● **WHAT TO PRODUCE**: Copy the material below word for word, starting at the beginning and ending at the line containing "(1086, 120)", both included. Leave the pictures out of your copy.

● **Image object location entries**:
★ ★ ★ ★ ★
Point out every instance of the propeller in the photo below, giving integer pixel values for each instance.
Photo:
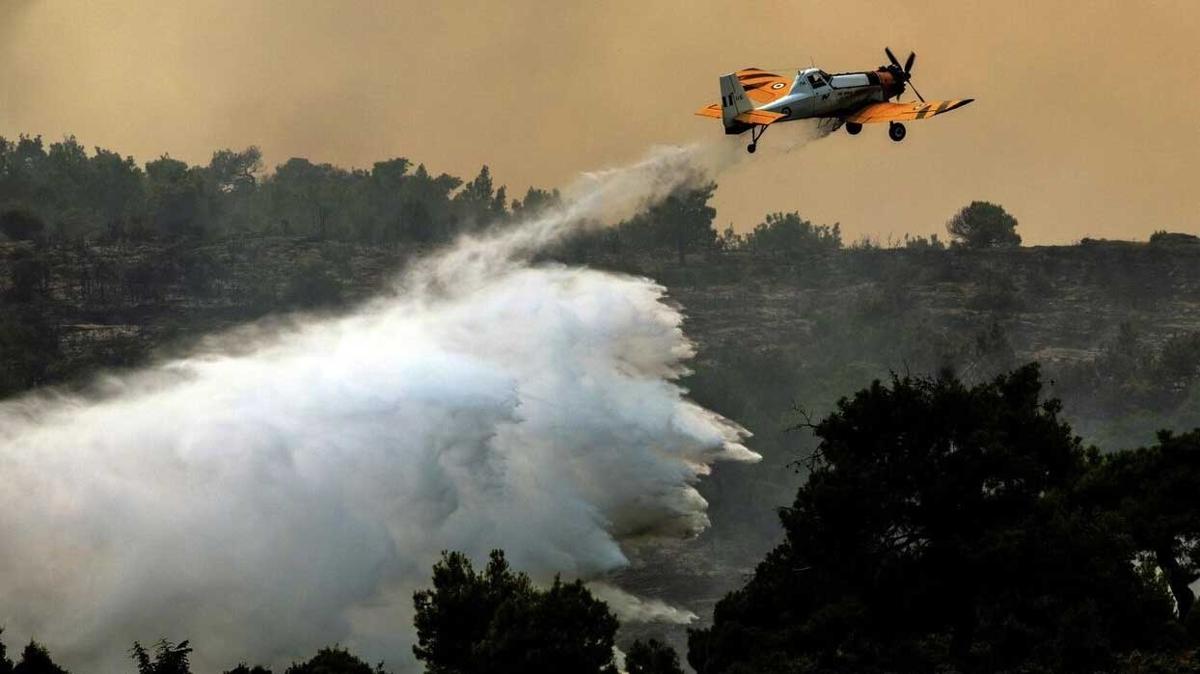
(903, 73)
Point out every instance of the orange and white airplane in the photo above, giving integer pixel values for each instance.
(753, 100)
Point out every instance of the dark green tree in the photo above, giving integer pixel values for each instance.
(334, 661)
(243, 668)
(652, 657)
(498, 623)
(36, 660)
(940, 529)
(22, 224)
(168, 657)
(1155, 491)
(983, 224)
(790, 235)
(5, 663)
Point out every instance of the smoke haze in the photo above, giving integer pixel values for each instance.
(293, 495)
(1084, 121)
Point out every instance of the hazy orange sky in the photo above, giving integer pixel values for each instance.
(1086, 120)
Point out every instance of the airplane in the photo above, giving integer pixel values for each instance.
(753, 100)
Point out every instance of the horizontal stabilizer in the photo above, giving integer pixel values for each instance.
(753, 116)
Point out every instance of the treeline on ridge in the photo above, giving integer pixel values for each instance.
(942, 527)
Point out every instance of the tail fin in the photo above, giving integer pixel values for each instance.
(733, 100)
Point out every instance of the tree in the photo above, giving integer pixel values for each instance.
(940, 528)
(790, 235)
(243, 668)
(22, 224)
(168, 657)
(36, 660)
(1155, 491)
(652, 657)
(983, 224)
(5, 663)
(498, 623)
(683, 222)
(334, 661)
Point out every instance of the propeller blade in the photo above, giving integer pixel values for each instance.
(915, 91)
(892, 56)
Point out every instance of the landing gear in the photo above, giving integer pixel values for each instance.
(755, 134)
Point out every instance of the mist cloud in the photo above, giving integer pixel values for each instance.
(292, 495)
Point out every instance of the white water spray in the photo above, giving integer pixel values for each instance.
(292, 495)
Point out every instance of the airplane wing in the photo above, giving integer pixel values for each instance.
(763, 86)
(753, 116)
(904, 112)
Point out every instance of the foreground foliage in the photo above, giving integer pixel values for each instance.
(497, 621)
(946, 527)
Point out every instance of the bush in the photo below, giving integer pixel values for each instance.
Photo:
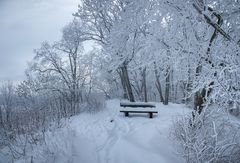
(210, 137)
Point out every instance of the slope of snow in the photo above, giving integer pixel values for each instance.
(109, 137)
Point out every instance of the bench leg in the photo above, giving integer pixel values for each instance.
(150, 115)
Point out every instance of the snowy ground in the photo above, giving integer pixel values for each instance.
(109, 137)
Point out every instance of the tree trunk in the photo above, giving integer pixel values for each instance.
(127, 82)
(145, 85)
(125, 96)
(158, 84)
(167, 88)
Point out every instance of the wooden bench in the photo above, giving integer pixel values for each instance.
(137, 105)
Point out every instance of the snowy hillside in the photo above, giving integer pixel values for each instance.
(109, 137)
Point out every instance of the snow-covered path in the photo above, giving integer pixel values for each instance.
(109, 137)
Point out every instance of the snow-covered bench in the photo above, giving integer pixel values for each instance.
(138, 107)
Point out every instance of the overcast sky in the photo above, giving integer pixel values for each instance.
(24, 24)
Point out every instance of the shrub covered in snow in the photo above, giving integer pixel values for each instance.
(210, 137)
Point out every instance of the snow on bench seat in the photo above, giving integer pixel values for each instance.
(138, 107)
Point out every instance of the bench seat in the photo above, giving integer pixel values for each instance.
(150, 112)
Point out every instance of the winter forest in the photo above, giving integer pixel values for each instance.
(183, 56)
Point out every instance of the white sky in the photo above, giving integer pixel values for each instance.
(24, 24)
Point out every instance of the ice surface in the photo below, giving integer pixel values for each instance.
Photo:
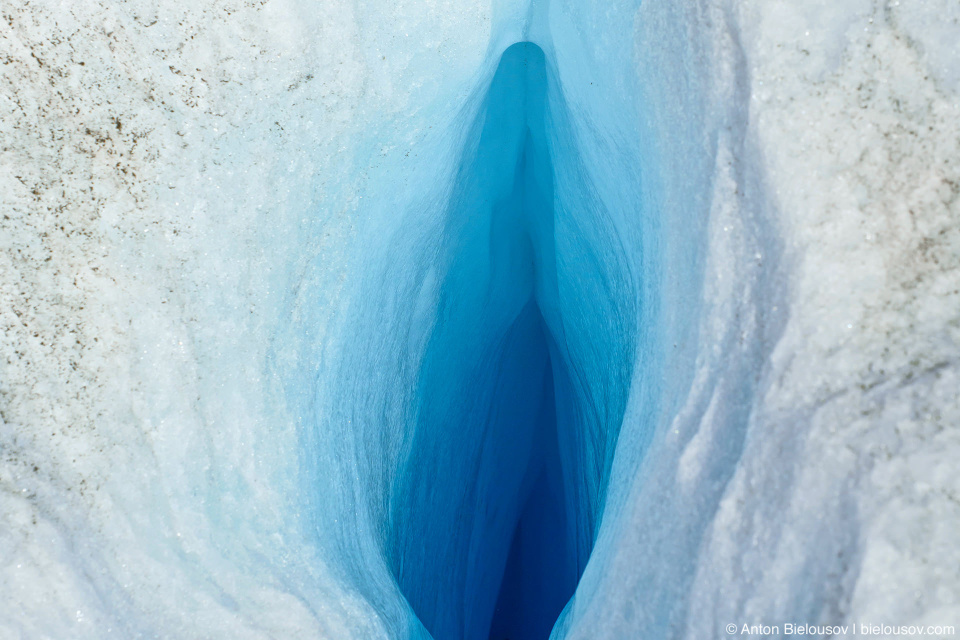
(286, 290)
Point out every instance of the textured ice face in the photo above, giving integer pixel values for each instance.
(244, 278)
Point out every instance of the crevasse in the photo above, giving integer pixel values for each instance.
(487, 376)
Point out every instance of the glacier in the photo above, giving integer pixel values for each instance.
(509, 319)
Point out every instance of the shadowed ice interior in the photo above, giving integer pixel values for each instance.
(522, 385)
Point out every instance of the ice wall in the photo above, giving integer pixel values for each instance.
(231, 233)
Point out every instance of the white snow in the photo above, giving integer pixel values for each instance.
(188, 193)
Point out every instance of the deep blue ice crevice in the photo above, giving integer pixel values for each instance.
(518, 395)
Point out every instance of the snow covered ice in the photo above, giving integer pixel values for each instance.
(469, 320)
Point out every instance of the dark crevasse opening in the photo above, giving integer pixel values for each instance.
(522, 385)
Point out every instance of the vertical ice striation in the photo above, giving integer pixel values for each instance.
(505, 319)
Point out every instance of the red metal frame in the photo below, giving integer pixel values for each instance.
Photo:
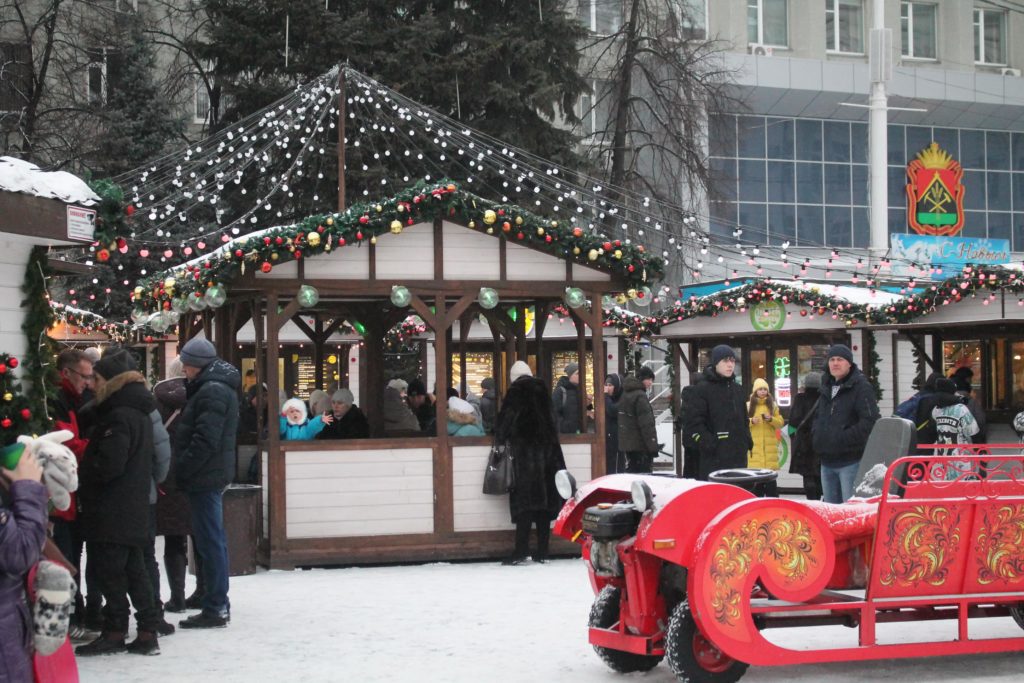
(942, 542)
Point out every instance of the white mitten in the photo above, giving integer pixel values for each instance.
(51, 610)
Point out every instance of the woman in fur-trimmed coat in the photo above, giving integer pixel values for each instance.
(526, 423)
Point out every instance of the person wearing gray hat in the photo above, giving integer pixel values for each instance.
(846, 415)
(204, 444)
(565, 399)
(349, 421)
(805, 462)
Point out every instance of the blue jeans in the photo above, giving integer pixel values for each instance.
(211, 544)
(838, 482)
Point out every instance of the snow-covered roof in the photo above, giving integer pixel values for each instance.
(22, 176)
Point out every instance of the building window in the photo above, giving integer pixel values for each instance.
(918, 30)
(15, 76)
(989, 37)
(593, 109)
(601, 16)
(689, 18)
(767, 23)
(845, 26)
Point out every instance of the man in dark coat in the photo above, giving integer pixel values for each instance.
(566, 400)
(846, 415)
(349, 422)
(205, 449)
(525, 423)
(805, 461)
(637, 433)
(612, 394)
(716, 416)
(115, 481)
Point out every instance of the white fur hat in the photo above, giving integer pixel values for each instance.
(519, 369)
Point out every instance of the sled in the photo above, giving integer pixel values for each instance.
(697, 572)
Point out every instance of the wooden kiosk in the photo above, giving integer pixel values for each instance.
(414, 497)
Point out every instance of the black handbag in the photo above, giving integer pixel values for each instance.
(499, 478)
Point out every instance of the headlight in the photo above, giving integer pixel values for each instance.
(643, 497)
(565, 483)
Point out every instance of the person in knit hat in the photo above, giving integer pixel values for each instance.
(716, 416)
(565, 399)
(845, 418)
(205, 447)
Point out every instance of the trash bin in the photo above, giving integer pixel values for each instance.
(755, 480)
(242, 526)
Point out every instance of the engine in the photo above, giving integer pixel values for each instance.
(607, 525)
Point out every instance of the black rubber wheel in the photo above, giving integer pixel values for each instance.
(604, 614)
(692, 657)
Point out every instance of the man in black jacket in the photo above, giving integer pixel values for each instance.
(637, 433)
(205, 450)
(846, 415)
(716, 416)
(116, 476)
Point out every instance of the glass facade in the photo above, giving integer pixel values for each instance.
(806, 180)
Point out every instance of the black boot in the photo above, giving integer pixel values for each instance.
(110, 642)
(145, 643)
(175, 566)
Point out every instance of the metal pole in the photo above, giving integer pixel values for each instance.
(881, 68)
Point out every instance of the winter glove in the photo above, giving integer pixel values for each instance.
(54, 594)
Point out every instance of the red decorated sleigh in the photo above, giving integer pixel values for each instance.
(696, 572)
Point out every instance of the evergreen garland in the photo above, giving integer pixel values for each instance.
(40, 377)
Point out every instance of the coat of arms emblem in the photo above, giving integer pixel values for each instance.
(935, 194)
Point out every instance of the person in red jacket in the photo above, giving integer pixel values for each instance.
(76, 381)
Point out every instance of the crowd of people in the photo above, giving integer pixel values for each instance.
(151, 462)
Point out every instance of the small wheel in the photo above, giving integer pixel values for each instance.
(692, 657)
(604, 614)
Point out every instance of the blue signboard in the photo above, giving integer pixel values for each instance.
(923, 249)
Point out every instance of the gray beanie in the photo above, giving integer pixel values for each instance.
(198, 352)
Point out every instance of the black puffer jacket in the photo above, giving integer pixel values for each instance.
(716, 422)
(204, 442)
(844, 422)
(636, 419)
(525, 423)
(117, 469)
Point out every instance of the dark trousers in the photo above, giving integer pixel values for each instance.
(639, 462)
(527, 519)
(121, 570)
(211, 544)
(68, 539)
(150, 557)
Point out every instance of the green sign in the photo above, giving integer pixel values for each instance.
(768, 315)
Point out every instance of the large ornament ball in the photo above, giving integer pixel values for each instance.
(215, 296)
(574, 297)
(308, 296)
(400, 296)
(487, 298)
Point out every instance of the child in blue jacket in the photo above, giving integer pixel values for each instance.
(295, 422)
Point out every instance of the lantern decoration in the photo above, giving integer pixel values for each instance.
(487, 298)
(215, 296)
(400, 296)
(574, 297)
(308, 296)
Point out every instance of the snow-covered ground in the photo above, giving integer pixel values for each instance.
(459, 623)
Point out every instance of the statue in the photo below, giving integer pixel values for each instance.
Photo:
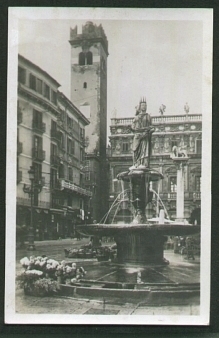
(142, 130)
(186, 108)
(162, 109)
(178, 152)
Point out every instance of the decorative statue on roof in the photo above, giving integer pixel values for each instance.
(142, 130)
(186, 108)
(162, 109)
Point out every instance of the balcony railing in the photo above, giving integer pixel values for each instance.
(196, 195)
(171, 195)
(38, 154)
(55, 135)
(159, 119)
(39, 127)
(64, 184)
(19, 176)
(19, 116)
(19, 147)
(54, 160)
(27, 202)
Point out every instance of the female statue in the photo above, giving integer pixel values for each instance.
(143, 130)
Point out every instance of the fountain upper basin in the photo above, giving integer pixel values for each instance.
(162, 229)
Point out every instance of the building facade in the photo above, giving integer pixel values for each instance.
(89, 51)
(184, 131)
(51, 139)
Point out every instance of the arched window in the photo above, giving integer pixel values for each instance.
(89, 57)
(81, 58)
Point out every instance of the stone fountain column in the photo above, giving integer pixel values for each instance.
(180, 163)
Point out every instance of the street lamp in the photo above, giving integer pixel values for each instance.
(30, 191)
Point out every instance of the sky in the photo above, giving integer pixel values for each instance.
(153, 56)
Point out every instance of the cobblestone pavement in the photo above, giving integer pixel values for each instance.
(64, 305)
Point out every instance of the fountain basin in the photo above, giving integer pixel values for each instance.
(141, 244)
(159, 285)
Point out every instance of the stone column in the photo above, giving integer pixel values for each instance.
(180, 163)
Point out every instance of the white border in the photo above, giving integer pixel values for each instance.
(206, 16)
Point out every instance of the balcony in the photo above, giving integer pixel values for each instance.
(196, 196)
(38, 154)
(54, 160)
(26, 202)
(64, 184)
(159, 119)
(39, 182)
(39, 127)
(19, 148)
(171, 196)
(19, 116)
(55, 135)
(55, 185)
(19, 176)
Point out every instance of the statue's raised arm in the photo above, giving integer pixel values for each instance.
(142, 130)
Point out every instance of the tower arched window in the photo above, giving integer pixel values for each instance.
(81, 58)
(89, 57)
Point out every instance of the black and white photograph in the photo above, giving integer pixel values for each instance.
(108, 187)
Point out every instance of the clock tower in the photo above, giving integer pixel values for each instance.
(89, 51)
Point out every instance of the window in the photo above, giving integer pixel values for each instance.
(81, 59)
(53, 149)
(37, 172)
(62, 139)
(198, 183)
(38, 143)
(37, 119)
(54, 97)
(125, 147)
(73, 148)
(198, 146)
(85, 58)
(70, 174)
(81, 179)
(173, 184)
(32, 82)
(69, 201)
(87, 176)
(46, 91)
(39, 86)
(21, 75)
(82, 133)
(174, 143)
(61, 171)
(81, 154)
(53, 125)
(69, 122)
(53, 178)
(85, 109)
(89, 58)
(69, 146)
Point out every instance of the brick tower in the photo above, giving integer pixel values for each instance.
(89, 51)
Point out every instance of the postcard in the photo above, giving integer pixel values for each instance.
(108, 187)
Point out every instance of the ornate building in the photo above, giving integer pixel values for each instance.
(50, 138)
(89, 51)
(184, 131)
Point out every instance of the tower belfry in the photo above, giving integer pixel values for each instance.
(89, 51)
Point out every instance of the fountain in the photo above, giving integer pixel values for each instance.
(140, 264)
(142, 242)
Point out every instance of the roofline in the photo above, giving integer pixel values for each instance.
(71, 104)
(21, 57)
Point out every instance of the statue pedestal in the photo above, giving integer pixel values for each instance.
(180, 163)
(137, 247)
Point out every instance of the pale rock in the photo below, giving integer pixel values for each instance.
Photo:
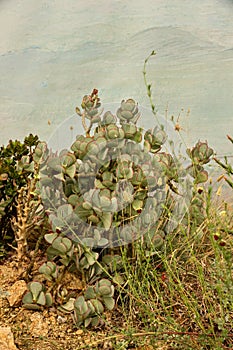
(39, 326)
(16, 292)
(7, 339)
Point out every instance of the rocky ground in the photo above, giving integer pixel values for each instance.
(22, 329)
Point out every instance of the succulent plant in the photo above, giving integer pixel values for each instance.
(50, 270)
(37, 297)
(89, 307)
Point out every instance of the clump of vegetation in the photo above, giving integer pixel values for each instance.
(21, 212)
(125, 217)
(116, 186)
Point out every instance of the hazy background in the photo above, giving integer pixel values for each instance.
(52, 52)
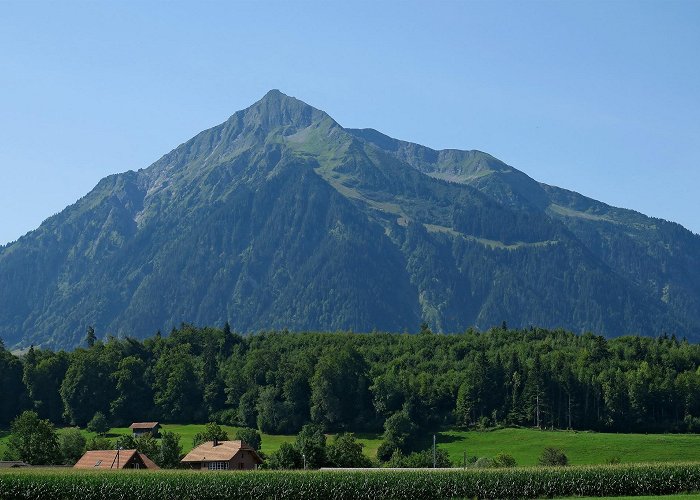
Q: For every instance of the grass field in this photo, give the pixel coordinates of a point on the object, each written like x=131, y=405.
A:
x=598, y=481
x=581, y=447
x=525, y=445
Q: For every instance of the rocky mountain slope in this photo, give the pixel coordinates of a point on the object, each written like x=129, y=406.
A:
x=281, y=218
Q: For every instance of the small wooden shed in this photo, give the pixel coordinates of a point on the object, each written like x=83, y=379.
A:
x=222, y=455
x=114, y=459
x=141, y=428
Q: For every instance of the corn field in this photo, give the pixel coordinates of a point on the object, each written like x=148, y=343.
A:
x=609, y=480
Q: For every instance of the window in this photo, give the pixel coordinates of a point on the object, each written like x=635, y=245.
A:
x=217, y=465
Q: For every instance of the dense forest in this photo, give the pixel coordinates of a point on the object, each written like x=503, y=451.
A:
x=279, y=381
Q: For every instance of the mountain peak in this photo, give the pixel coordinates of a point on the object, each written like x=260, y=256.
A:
x=277, y=109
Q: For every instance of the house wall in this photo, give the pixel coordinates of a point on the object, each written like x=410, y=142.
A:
x=243, y=457
x=243, y=460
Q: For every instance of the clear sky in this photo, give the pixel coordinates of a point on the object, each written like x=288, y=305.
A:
x=599, y=97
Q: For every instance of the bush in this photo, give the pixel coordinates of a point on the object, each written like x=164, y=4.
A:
x=311, y=443
x=286, y=457
x=420, y=459
x=228, y=416
x=170, y=450
x=249, y=436
x=211, y=432
x=72, y=444
x=504, y=460
x=484, y=463
x=98, y=443
x=345, y=451
x=32, y=440
x=386, y=450
x=553, y=457
x=98, y=424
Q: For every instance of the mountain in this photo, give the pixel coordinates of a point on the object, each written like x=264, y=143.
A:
x=281, y=218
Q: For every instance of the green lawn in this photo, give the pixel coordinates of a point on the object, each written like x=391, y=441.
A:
x=681, y=496
x=524, y=444
x=581, y=447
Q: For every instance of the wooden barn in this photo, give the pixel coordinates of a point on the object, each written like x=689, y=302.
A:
x=115, y=459
x=222, y=455
x=141, y=428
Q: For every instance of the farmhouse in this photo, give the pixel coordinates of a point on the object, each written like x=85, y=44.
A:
x=114, y=459
x=222, y=455
x=141, y=428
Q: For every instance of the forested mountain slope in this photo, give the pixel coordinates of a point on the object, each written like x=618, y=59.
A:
x=281, y=218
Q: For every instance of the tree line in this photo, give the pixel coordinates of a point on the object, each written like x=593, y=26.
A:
x=400, y=384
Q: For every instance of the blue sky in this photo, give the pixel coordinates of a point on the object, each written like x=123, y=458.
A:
x=599, y=97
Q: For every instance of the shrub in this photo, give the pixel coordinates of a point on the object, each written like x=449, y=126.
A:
x=386, y=450
x=170, y=451
x=211, y=432
x=72, y=444
x=553, y=456
x=286, y=457
x=345, y=451
x=32, y=440
x=591, y=481
x=484, y=463
x=98, y=424
x=504, y=460
x=249, y=436
x=98, y=443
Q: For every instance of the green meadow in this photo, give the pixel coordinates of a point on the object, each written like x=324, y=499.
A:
x=525, y=445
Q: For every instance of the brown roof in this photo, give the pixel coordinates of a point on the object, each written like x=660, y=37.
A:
x=107, y=459
x=224, y=450
x=6, y=464
x=143, y=425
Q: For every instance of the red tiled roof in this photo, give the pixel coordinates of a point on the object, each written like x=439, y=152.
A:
x=143, y=425
x=107, y=459
x=223, y=451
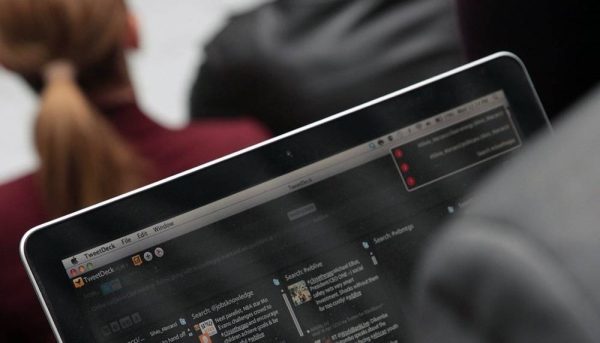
★ ★ ★ ★ ★
● **TASK RESPONSE**:
Point out every instance of the propeller in the photo below, giving integer pixel values for each instance.
Photo:
(903, 73)
Point out every instance of the orange and white airplane in the photo above, giving integer pixel values for each instance.
(753, 100)
Point out every instance of the dark green tree in the photo above, giving integer pixel values for each instance.
(334, 661)
(243, 668)
(652, 657)
(498, 623)
(36, 660)
(940, 529)
(22, 224)
(168, 657)
(1155, 491)
(983, 224)
(790, 235)
(5, 663)
Point out every instance of the smoke haze in the photo above, giving integer pixel values for each instance.
(293, 495)
(1084, 121)
Point out every instance of the hazy orange sky in the photo above, giving integer pixel values for each instance.
(1086, 120)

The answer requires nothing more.